Dataset entries ->
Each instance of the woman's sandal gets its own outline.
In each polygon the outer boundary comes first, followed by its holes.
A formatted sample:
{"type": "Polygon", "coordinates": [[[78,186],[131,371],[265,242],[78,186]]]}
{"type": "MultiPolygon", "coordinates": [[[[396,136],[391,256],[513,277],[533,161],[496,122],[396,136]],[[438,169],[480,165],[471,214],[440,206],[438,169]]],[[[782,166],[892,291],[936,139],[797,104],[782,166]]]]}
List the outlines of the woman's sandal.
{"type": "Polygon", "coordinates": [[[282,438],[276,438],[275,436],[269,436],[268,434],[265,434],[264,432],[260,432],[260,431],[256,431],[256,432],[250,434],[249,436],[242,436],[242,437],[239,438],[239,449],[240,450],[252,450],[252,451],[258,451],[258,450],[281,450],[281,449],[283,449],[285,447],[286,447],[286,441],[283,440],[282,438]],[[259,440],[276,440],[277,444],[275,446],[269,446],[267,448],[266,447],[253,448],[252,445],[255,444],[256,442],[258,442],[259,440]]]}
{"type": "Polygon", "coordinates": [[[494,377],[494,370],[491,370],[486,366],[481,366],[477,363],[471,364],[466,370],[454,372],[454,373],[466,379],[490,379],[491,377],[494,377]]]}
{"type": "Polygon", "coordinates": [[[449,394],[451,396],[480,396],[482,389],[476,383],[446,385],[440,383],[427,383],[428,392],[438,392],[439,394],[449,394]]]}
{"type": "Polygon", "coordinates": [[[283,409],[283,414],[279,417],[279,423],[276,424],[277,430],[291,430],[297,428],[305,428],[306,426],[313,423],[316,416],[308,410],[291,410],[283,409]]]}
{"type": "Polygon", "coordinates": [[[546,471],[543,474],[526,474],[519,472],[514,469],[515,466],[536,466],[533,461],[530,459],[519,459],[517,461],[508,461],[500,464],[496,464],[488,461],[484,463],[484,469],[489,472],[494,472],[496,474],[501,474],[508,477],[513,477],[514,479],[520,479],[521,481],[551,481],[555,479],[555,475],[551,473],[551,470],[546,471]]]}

Aim of the task -> Show every line of the records that contains the word "sandal", matching case exactly.

Answer for the task ->
Each instance of the woman's sandal gets its own outline.
List the outlines of the woman's sandal.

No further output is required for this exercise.